**文档片段**
________________

# 数据获取与处理

### 导入库与全局配置

In [1]:
import os
import numpy as np
import pandas as pd
from collections import defaultdict
import re
import io
import joblib

# Sklearn
from sklearn.model_selection import train_test_split
from sklearn.preprocessing import StandardScaler
from sklearn.metrics import accuracy_score, precision_recall_fscore_support

# PyTorch
import torch
import torch.nn as nn
import torch.optim as optim
from torch.utils.data import Dataset, DataLoader


# --- Configuration ---
DATASET_PATH = 'MobiFall_Dataset'
TARGET_SAMPLING_RATE_HZ = 50.0  # Target sampling rate in Hz
TARGET_SAMPLING_PERIOD = f"{int(1000 / TARGET_SAMPLING_RATE_HZ)}ms"
WINDOW_SECOND = 2
WINDOW_SIZE = int(TARGET_SAMPLING_RATE_HZ * WINDOW_SECOND)  # 200 samples for 4 seconds at 50Hz
STEP_SECONDS = 1 # 1秒步长
STEP = int(TARGET_SAMPLING_RATE_HZ * STEP_SECONDS)          # 50 samples for 1 second step at 50Hz


SENSOR_CODES = ["acc", "gyro", "ori"]
EXPECTED_COLUMNS = {
    "acc": ["acc_x", "acc_y", "acc_z"],
    "gyro": ["gyro_x", "gyro_y", "gyro_z"],
    "ori": ["ori_azimuth", "ori_pitch", "ori_roll"]
}
ALL_FEATURE_COLUMNS = [
    "acc_x", "acc_y", "acc_z", "acc_smv",
    "gyro_x", "gyro_y", "gyro_z", "gyro_smv",
    "ori_azimuth", "ori_pitch", "ori_roll"
]

### 数据加载与预处理函数


In [2]:
def load_and_resample_sensor_file(filepath, sensor_code):
    """加载单个传感器文件，转换时间戳并进行重采样。"""
    try:
        with open(filepath, 'r') as f:
            lines = f.readlines()

        # 初始化一个变量作为“标记未找到”的标志
        data_start_line_index = -1

        # 遍历文件中的每一行
        for i, line in enumerate(lines):
            # 检查当前行是否是"@DATA"标记
            if line.strip().upper() == "@DATA":
                # 如果是，则记录下一行的行号并跳出循环
                data_start_line_index = i + 1
                break

        # 检查标记是否被找到
        if data_start_line_index == -1 or data_start_line_index >= len(lines):
            return None

        # 将数据行拼接成单个字符串
        data_string = "".join(lines[data_start_line_index:])

________________

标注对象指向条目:

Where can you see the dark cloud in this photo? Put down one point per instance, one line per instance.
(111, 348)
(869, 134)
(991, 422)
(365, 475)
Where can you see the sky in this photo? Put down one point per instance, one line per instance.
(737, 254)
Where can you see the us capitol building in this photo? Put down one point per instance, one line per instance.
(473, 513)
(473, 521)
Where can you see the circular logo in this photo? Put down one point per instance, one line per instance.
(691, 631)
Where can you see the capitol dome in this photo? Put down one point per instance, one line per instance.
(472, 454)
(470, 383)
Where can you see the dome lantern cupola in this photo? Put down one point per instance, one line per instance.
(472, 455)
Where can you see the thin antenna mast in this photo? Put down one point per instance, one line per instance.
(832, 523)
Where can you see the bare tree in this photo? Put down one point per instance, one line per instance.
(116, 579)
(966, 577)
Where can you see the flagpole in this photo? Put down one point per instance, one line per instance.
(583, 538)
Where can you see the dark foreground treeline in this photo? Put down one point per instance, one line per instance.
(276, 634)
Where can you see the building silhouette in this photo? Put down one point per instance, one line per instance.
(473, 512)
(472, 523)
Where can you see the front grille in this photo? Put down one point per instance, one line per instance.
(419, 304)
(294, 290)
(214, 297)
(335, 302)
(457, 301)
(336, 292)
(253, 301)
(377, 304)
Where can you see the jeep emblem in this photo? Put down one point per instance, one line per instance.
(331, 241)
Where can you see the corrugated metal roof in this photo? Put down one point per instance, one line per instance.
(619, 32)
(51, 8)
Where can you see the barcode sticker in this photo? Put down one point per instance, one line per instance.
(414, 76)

________________

**题目 1**
根据这段数据处理代码回答：
(a) DATASET_PATH 被设成了什么值？
(b) SENSOR_CODES 里有哪三个代码？
(c) 加载函数逐行查找的是哪个标记？
**题目 2**
把这段数据处理代码从“### 数据加载与预处理函数”开始，一直到“lines = f.readlines()”的部分照抄下来。
**题目 3**
从这段数据处理代码停下的地方接着往下写。

**作答 1**
(a) 'MobiFall_Dataset'
(b) acc、gyro、ori
(c) "@DATA"

**作答 2**
### 数据加载与预处理函数


In [2]:
def load_and_resample_sensor_file(filepath, sensor_code):
    """加载单个传感器文件，转换时间戳并进行重采样。"""
    try:
        with open(filepath, 'r') as f:
            lines = f.readlines()

**作答 3**
        # 检查字符串是否为空
        if not data_string.strip():
            return None

        # 使用pandas处理数据
        df = pd.read_csv(io.StringIO(data_string), header=None, usecols=[0, 1, 2, 3])
        
        # 检查生成的数据表是否为空
        if df.empty:
            return None

        # 为数据列进行命名
        df.columns = ['timestamp_ns'] + EXPECTED_COLUMNS[sensor_code]

        # 将ns时间戳转换为标准的日期时间格式
        df['timestamp'] = pd.to_datetime(df['timestamp_ns'], unit='ns')

        # 将新的日期时间设置为索引，并删除旧的时间戳列
        df = df.set_index('timestamp').drop(columns=['timestamp_ns'])

        # 按时间索引进行排序
        df = df.sort_index()

        # 将采样时间不均匀的传感器数据，强制转换为频率统一（每20毫秒一个点）的规整数据流，并填补其中的所有空白
        df_resampled = df.resample(TARGET_SAMPLING_PERIOD).mean().interpolate(method='linear', limit_direction='both')

        # 检查当前处理的传感器是否为加速度计 ('acc')
        if sensor_code == 'acc':
            # 安全性检查 - 确认三轴数据都存在
            if all(col in df_resampled.columns for col in ['acc_x', 'acc_y', 'acc_z']):
                # 计算信号幅值向量 (SMV)
                df_resampled['acc_smv'] = np.sqrt(
                    df_resampled['acc_x']**2 + df_resampled['acc_y']**2 + df_resampled['acc_z']**2
                )

        # 如果不是加速度计，则检查是否为陀螺仪 ('gyro')
        elif sensor_code == 'gyro':
            # 对陀螺仪数据执行相同的操作
            if all(col in df_resampled.columns for col in ['gyro_x', 'gyro_y', 'gyro_z']):
                df_resampled['gyro_smv'] = np.sqrt(
                    df_resampled['gyro_x']**2 + df_resampled['gyro_y']**2 + df_resampled['gyro_z']**2
                )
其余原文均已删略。